INFORMATION PROVIDED =
===============

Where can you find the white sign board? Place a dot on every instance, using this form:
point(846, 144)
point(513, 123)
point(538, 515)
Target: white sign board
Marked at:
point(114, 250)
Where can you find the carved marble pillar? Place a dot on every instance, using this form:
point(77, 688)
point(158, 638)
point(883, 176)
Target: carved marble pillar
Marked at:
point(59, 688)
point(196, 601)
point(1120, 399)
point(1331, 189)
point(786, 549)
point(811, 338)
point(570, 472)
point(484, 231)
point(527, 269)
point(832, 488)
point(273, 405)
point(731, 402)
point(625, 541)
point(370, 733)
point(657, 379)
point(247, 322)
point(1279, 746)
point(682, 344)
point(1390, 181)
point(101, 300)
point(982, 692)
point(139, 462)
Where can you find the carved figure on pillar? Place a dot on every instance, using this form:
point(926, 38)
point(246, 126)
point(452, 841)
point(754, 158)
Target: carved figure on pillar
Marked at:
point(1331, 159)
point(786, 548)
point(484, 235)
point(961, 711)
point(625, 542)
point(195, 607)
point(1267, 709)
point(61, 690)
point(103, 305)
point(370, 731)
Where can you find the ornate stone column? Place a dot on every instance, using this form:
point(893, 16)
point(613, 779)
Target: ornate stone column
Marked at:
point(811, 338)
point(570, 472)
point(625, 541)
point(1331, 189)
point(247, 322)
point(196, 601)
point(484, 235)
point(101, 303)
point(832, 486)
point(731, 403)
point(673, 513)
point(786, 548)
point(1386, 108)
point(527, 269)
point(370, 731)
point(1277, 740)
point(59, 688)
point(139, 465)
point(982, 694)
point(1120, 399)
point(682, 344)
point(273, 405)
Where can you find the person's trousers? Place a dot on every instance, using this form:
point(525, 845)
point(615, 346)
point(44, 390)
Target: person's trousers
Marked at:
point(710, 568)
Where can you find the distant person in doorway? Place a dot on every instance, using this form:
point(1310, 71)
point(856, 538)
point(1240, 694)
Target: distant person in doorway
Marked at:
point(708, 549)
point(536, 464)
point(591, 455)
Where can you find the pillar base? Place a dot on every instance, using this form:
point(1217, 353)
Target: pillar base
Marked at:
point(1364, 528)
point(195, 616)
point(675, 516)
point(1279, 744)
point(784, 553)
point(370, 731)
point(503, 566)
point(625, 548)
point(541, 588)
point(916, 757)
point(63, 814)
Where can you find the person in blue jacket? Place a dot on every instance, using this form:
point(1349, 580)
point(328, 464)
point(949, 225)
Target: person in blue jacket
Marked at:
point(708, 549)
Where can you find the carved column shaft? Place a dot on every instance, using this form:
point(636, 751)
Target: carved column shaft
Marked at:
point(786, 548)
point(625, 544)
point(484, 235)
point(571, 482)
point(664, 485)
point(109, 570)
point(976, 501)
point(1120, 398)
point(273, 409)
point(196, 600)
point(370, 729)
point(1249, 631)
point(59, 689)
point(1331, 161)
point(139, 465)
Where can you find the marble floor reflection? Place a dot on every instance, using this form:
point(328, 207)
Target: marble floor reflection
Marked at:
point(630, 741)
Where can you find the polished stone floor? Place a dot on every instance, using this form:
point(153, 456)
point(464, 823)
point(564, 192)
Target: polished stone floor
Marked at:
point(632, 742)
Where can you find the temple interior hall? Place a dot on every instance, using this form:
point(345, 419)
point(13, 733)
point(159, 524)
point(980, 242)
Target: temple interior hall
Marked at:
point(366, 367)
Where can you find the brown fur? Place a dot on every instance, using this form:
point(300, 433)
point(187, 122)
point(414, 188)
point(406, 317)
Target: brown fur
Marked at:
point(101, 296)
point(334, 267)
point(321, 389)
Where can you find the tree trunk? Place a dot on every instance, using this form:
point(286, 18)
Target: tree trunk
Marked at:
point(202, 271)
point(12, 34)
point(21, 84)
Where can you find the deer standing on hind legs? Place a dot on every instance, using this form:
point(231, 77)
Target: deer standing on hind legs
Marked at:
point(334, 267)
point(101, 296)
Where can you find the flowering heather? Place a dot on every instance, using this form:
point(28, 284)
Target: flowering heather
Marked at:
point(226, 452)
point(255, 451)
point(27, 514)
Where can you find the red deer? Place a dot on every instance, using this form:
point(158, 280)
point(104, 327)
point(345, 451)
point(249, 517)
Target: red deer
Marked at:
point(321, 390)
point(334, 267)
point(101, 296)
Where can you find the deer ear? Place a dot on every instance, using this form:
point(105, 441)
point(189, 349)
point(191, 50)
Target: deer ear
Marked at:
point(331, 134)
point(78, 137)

===============

GOAL = Format the lines above as a Markdown table with the columns Row and Line, putting each line's row number in Row and its text in Line, and omit blank lines.

WRITTEN SOLUTION =
| Row | Line |
|---|---|
| 1 | Where can you find the white sign board? Place a dot on every instance, using this form: |
| 2 | point(846, 144) |
| 3 | point(513, 123) |
| 4 | point(538, 515) |
| 5 | Target: white sign board |
| 6 | Marked at: |
| 7 | point(114, 250) |
| 8 | Where can you find the carved marble pillar? Place a dot on every instance, using this form: |
| 9 | point(77, 688) |
| 10 | point(158, 638) |
| 11 | point(883, 176) |
| 12 | Target: carved marble pillar |
| 13 | Marked at: |
| 14 | point(59, 688) |
| 15 | point(196, 601) |
| 16 | point(1120, 399) |
| 17 | point(1331, 189) |
| 18 | point(786, 549) |
| 19 | point(811, 338) |
| 20 | point(570, 472) |
| 21 | point(484, 231) |
| 22 | point(527, 269) |
| 23 | point(832, 488) |
| 24 | point(273, 405) |
| 25 | point(731, 402) |
| 26 | point(625, 541) |
| 27 | point(370, 733) |
| 28 | point(657, 379) |
| 29 | point(247, 322) |
| 30 | point(1279, 746) |
| 31 | point(682, 344) |
| 32 | point(1390, 181) |
| 33 | point(101, 300) |
| 34 | point(982, 692) |
| 35 | point(139, 462) |
| 36 | Where can you find the carved figure on pillar? Place a dot on every instance, using this form: |
| 37 | point(926, 38) |
| 38 | point(246, 126) |
| 39 | point(452, 841) |
| 40 | point(754, 158) |
| 41 | Target: carved figure on pillar |
| 42 | Marked at: |
| 43 | point(1331, 159) |
| 44 | point(786, 548) |
| 45 | point(484, 235) |
| 46 | point(961, 711) |
| 47 | point(625, 542) |
| 48 | point(195, 607) |
| 49 | point(1267, 709) |
| 50 | point(61, 690) |
| 51 | point(103, 305) |
| 52 | point(370, 731) |
| 53 | Where can you find the ornate stone column? Place a dot on every instance, using this form: |
| 54 | point(893, 16) |
| 55 | point(613, 779) |
| 56 | Target: ornate stone column |
| 57 | Marked at: |
| 58 | point(811, 338) |
| 59 | point(570, 472) |
| 60 | point(625, 541) |
| 61 | point(1331, 189) |
| 62 | point(247, 322) |
| 63 | point(196, 601) |
| 64 | point(484, 235) |
| 65 | point(101, 303) |
| 66 | point(832, 486) |
| 67 | point(731, 403) |
| 68 | point(673, 513) |
| 69 | point(786, 548) |
| 70 | point(1386, 108) |
| 71 | point(527, 269) |
| 72 | point(370, 731) |
| 73 | point(1277, 740) |
| 74 | point(59, 688) |
| 75 | point(139, 465) |
| 76 | point(982, 694) |
| 77 | point(1120, 399) |
| 78 | point(682, 344) |
| 79 | point(273, 405) |
| 80 | Where can you find the person's trousers? Place a dot on every instance, using this form: |
| 81 | point(525, 845) |
| 82 | point(615, 346) |
| 83 | point(44, 390) |
| 84 | Target: person's trousers |
| 85 | Marked at: |
| 86 | point(710, 568) |
| 87 | Where can you find the distant person in doorway? Place a dot on every instance, using this form: |
| 88 | point(1310, 71) |
| 89 | point(856, 538) |
| 90 | point(1240, 694) |
| 91 | Target: distant person in doorway |
| 92 | Marked at: |
| 93 | point(708, 549) |
| 94 | point(536, 464) |
| 95 | point(591, 455) |
| 96 | Where can you find the pillar base? Place a dot on every instance, using this form: |
| 97 | point(1217, 353) |
| 98 | Target: pillar base |
| 99 | Marked at: |
| 100 | point(1364, 528) |
| 101 | point(195, 616) |
| 102 | point(675, 516) |
| 103 | point(1279, 744) |
| 104 | point(784, 553) |
| 105 | point(370, 731) |
| 106 | point(503, 566) |
| 107 | point(625, 548) |
| 108 | point(541, 588) |
| 109 | point(916, 757) |
| 110 | point(63, 814) |
| 111 | Where can you find the person in blue jacket? Place a dot on every instance, using this form: |
| 112 | point(1349, 580) |
| 113 | point(328, 464) |
| 114 | point(949, 225) |
| 115 | Target: person in blue jacket |
| 116 | Marked at: |
| 117 | point(708, 549) |
| 118 | Where can you find the carved column shaft? Place a dot on every instance, using this form: |
| 119 | point(636, 751) |
| 120 | Target: carved column shaft |
| 121 | Marked at: |
| 122 | point(786, 548) |
| 123 | point(625, 544) |
| 124 | point(484, 235) |
| 125 | point(571, 482) |
| 126 | point(664, 485) |
| 127 | point(109, 570) |
| 128 | point(976, 501) |
| 129 | point(1120, 398) |
| 130 | point(273, 409) |
| 131 | point(196, 600) |
| 132 | point(370, 729) |
| 133 | point(1249, 631) |
| 134 | point(59, 689) |
| 135 | point(1331, 161) |
| 136 | point(139, 465) |
| 137 | Where can you find the marble floor reflection? Place a dot on every instance, using this form: |
| 138 | point(328, 207) |
| 139 | Target: marble floor reflection |
| 140 | Marked at: |
| 141 | point(630, 741) |
| 142 | Where can you find the polished stone floor? Place a dot on every instance, using this form: |
| 143 | point(153, 456) |
| 144 | point(464, 823) |
| 145 | point(564, 192) |
| 146 | Target: polished stone floor |
| 147 | Marked at: |
| 148 | point(632, 742) |
| 149 | Where can you find the temple interior hall? Place a dot on every instance, using this form: |
| 150 | point(345, 419) |
| 151 | point(13, 733) |
| 152 | point(159, 524) |
| 153 | point(980, 242) |
| 154 | Target: temple interior hall |
| 155 | Marked at: |
| 156 | point(366, 367) |
| 157 | Where can you find the brown fur? Place a dot on every instance, using this form: |
| 158 | point(300, 433) |
| 159 | point(187, 122) |
| 160 | point(414, 188) |
| 161 | point(406, 317) |
| 162 | Target: brown fur |
| 163 | Marked at: |
| 164 | point(101, 296) |
| 165 | point(334, 267) |
| 166 | point(321, 389) |
| 167 | Where can you find the tree trunk? Place a dot on every instance, using this form: |
| 168 | point(286, 18) |
| 169 | Target: tree trunk |
| 170 | Marked at: |
| 171 | point(202, 271) |
| 172 | point(12, 34) |
| 173 | point(21, 84) |
| 174 | Where can you find the deer standing on hind legs? Place a dot on every instance, using this form: |
| 175 | point(231, 77) |
| 176 | Target: deer standing on hind legs |
| 177 | Marked at: |
| 178 | point(334, 267) |
| 179 | point(101, 296) |
| 180 | Where can you find the flowering heather? Place a dot on every instance, using this form: |
| 181 | point(28, 284) |
| 182 | Target: flowering heather |
| 183 | Marked at: |
| 184 | point(226, 452) |
| 185 | point(255, 451) |
| 186 | point(27, 514) |
| 187 | Where can you find the red deer? Place a dot on every instance, using this form: |
| 188 | point(158, 280) |
| 189 | point(104, 327) |
| 190 | point(345, 451) |
| 191 | point(249, 517) |
| 192 | Target: red deer |
| 193 | Marked at: |
| 194 | point(321, 390) |
| 195 | point(334, 267) |
| 196 | point(101, 296) |
| 197 | Where can you find the deer ear? Place a dot on every instance, using this form: |
| 198 | point(105, 441) |
| 199 | point(189, 349) |
| 200 | point(191, 50) |
| 201 | Target: deer ear |
| 202 | Marked at: |
| 203 | point(331, 134) |
| 204 | point(78, 137) |